Record excerpts
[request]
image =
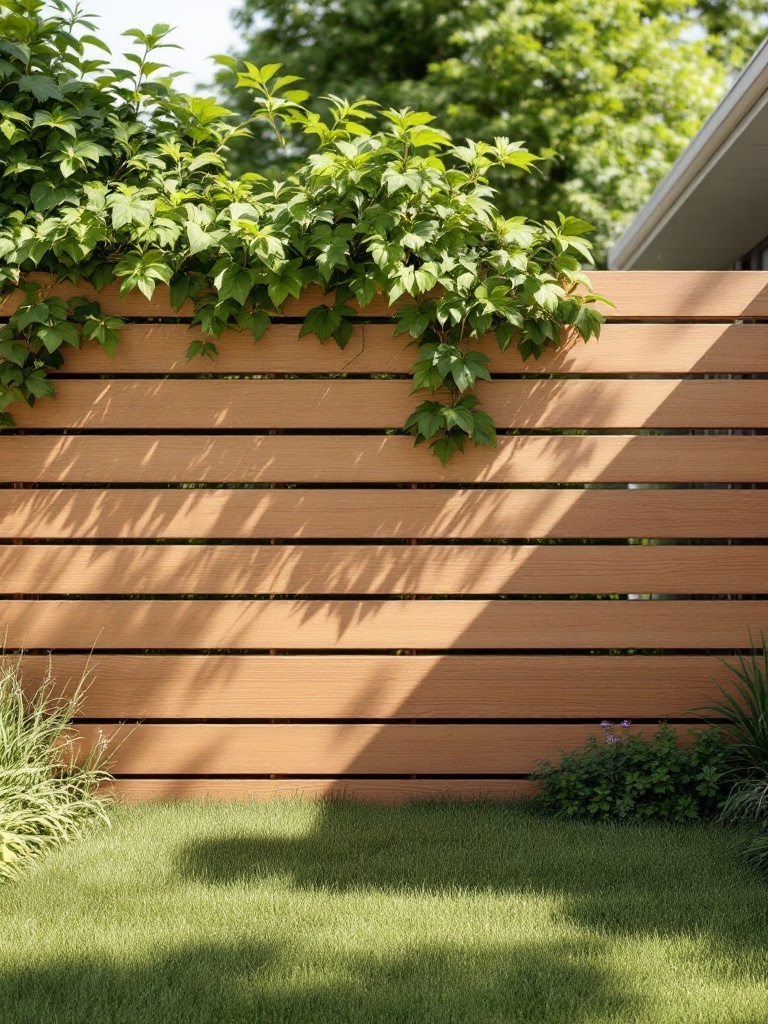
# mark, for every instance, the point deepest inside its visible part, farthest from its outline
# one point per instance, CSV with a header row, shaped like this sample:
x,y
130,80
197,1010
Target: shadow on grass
x,y
631,880
263,983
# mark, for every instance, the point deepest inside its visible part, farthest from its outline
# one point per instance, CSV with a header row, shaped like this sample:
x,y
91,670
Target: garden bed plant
x,y
47,794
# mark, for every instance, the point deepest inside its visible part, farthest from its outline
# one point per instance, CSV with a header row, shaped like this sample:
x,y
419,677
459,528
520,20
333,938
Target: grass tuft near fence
x,y
45,796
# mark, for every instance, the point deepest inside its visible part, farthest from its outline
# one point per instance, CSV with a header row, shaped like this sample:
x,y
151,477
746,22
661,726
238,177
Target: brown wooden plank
x,y
301,625
335,750
329,459
623,348
426,514
378,791
650,294
308,404
363,686
379,569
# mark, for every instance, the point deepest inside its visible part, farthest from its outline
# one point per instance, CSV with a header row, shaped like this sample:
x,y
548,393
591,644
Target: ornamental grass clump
x,y
46,796
630,777
741,713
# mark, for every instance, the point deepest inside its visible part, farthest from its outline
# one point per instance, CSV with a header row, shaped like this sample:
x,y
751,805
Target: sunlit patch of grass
x,y
337,912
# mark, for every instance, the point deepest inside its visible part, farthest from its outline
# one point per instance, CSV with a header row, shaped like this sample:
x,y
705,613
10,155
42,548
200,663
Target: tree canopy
x,y
608,93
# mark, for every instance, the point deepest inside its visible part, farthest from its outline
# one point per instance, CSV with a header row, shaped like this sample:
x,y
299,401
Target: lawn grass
x,y
439,913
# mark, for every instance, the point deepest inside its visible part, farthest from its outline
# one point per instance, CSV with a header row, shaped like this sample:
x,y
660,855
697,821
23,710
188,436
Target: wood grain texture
x,y
371,686
335,750
656,294
380,791
301,625
379,459
382,569
294,514
623,348
311,404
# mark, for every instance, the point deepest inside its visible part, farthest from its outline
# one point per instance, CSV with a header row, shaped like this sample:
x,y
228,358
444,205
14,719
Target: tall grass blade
x,y
47,795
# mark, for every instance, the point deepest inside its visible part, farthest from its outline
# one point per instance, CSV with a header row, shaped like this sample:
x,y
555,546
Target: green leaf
x,y
14,351
483,429
41,86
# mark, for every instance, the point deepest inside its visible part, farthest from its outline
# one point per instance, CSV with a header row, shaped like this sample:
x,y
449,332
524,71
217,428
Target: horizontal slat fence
x,y
282,596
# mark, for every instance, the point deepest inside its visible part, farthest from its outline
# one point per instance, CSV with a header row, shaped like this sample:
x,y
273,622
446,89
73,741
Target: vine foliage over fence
x,y
109,173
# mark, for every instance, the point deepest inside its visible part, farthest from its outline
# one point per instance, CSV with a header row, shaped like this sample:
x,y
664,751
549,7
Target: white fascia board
x,y
715,135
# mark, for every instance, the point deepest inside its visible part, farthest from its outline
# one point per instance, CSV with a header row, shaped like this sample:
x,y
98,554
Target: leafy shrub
x,y
110,173
631,777
45,796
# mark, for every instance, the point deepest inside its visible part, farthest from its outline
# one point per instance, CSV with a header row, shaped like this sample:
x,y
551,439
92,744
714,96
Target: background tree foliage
x,y
610,92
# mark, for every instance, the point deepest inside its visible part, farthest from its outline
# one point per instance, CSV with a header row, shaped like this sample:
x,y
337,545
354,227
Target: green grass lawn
x,y
438,913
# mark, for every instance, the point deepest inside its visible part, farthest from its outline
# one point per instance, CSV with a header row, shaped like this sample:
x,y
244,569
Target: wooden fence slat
x,y
328,459
328,514
302,625
380,791
649,294
310,404
623,348
382,569
336,750
372,686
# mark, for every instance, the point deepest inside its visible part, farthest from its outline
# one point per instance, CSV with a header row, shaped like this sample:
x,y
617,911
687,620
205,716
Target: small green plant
x,y
46,796
631,777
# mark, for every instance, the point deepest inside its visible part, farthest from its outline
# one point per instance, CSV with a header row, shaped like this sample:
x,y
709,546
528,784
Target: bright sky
x,y
203,28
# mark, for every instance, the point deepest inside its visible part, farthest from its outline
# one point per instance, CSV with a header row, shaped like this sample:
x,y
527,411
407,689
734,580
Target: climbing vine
x,y
110,173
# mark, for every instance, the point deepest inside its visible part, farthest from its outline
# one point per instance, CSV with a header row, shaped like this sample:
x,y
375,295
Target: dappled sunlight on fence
x,y
294,656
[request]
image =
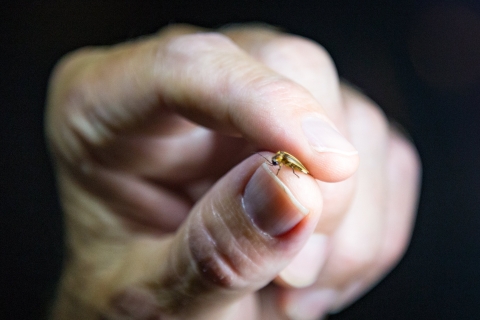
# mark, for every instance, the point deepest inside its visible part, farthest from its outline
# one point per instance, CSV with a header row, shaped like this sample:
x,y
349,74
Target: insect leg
x,y
293,170
268,161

Activity
Restate the entries above word for word, keeping pictures out of the copy.

Solution below
[request]
image =
# mark, for every instance, the point deepest inside its visible part, farthest from its outline
# one point per instance, CSV with a header row, shaped like this sample:
x,y
130,80
197,1010
Target: shadow on grass
x,y
631,880
263,983
# mark, for every instance, the point deepest inside its visible part, farthest from its outline
# one point per instance, CSV with a header row, shaped like this sample:
x,y
91,670
Target: garden bed plant
x,y
47,794
# mark, for every instance, the point deepest inside its visible part, farthest from its outline
# one point per instance, CSV with a header row, shaped like this sample:
x,y
419,677
459,528
520,20
333,938
Target: grass tuft near fence
x,y
45,796
# mark, for every instance, the point deepest inside its visible part, farthest from its outline
# one point per instance, CSV with a header row, shaped like this sample:
x,y
151,477
746,22
661,726
238,177
Target: brown wooden plank
x,y
301,625
335,750
329,459
623,348
426,514
378,791
650,294
308,404
363,686
379,569
# mark, for every instance, the point deepest inside its visible part, farthest from its outline
# one point per instance, CSV with a header row, shaped like this sample:
x,y
548,393
591,644
Target: ornamental grass clump
x,y
46,796
630,777
741,713
# mark, for every instance, the point deepest inside its visible part, farthest from its outline
# one point per instance, CSV with a header row, shaped like this sample:
x,y
751,805
Target: sunlit patch of grass
x,y
337,912
# mark, for every instance, the point deepest inside its visible part, farthest from its outline
# one point per instance, CSV with a header row, shaped like this sample:
x,y
705,613
10,155
42,548
200,663
Target: tree canopy
x,y
608,93
# mark, for every instance, the point deepest inside its visible part, farthest from its outline
# one point per instance, CSV with a header row, shaped like this sample:
x,y
299,401
Target: lawn grass
x,y
439,913
# mark, for every instance, the point deepest inside its visible part, farthest from its outline
# one point per instance, CSV with a header row, shaped like this sample:
x,y
660,855
697,821
23,710
188,436
Target: wood grain texture
x,y
371,686
335,750
656,294
380,791
301,625
379,459
382,569
294,514
623,348
311,404
# mark, for every instance, the point deepest inside its visible part, farthest from its outline
# one point per instance, CSV with a header row, shaped like this sample:
x,y
228,358
444,205
14,719
Target: tall grass blade
x,y
47,795
# mark, for every instance, the point deepest inside its visible part, farthest from its outline
# one point per instance, CSV with a header row, shaped like this sample:
x,y
555,546
Target: green leaf
x,y
14,351
483,429
41,86
# mark, for every instance, the point deepest inside its visible part, farthest from its outline
# one point per instance, CSV with a header row, shaped like this sample:
x,y
449,332
524,71
217,428
Target: horizontal slat fence
x,y
282,596
# mark, for every instance, the point deepest inside its visible part, farthest from its outline
# one point per instance, CSV with a header row, shaped like this sample:
x,y
273,622
446,89
73,741
Target: vine foliage over fence
x,y
109,173
# mark, for every instance, the point deepest inside its visible part, farthest from its outline
# one point per instance, CSV with a header row, shaped like this sample:
x,y
664,751
549,7
Target: white fascia board
x,y
715,135
# mark, for every instance, the point deepest inside its visible part, farthest from its outline
# one point per instance, CSV with a header row, shaped like this sample:
x,y
98,554
Target: leafy shrub
x,y
110,173
631,777
45,796
# mark, for every instance, the point deepest inside its visible part, farthest from its outline
# one point per instance, CSV with a header row, shaped like this sample:
x,y
551,439
92,744
714,96
Target: background tree foliage
x,y
610,92
# mark, for every instance, the point deepest inside its visible part, farthest from its outline
# one point per instance, CSV with a header row, shaped like this sample:
x,y
337,545
354,227
Target: green grass lawn
x,y
438,913
# mark, for every instance, the point deepest inside its visible part, farthest from its outline
# one point per instance, CSV with a header row, shaped like this sample:
x,y
244,569
Target: wooden fence slat
x,y
328,459
328,514
302,625
380,791
649,294
310,404
623,348
382,569
336,750
372,686
# mark, for every instance, the point deepest inside its visible part, farthest from its outline
# one point per instance, CSV with a header row, shaped like this sample:
x,y
617,911
687,620
205,716
Target: small green plant
x,y
46,796
631,777
# mark, for every instance, the point deepest inside its visible part, farthest from its outline
# one point per instance, CSV with a header row, shaped like this sample:
x,y
709,546
528,784
Target: bright sky
x,y
203,28
# mark, for every instance, the point deepest inside its visible part, farthest from its outline
# one point per instance, CSV with a header row, shaped like this sample:
x,y
527,411
407,689
734,580
Target: climbing vine
x,y
110,173
# mark, for every instance, the point deepest inside its visible part, farthest from its outline
# one point per instance, CSV with a header row, shaped like this sample:
x,y
375,295
Target: dappled sunlight on fence
x,y
294,656
[request]
image =
# mark, for every instance, the point deepest inside its visible part, farthest from its outline
# one point per instance, CSV with a header row, shaped like this sample:
x,y
349,74
Target: insect leg
x,y
293,170
268,161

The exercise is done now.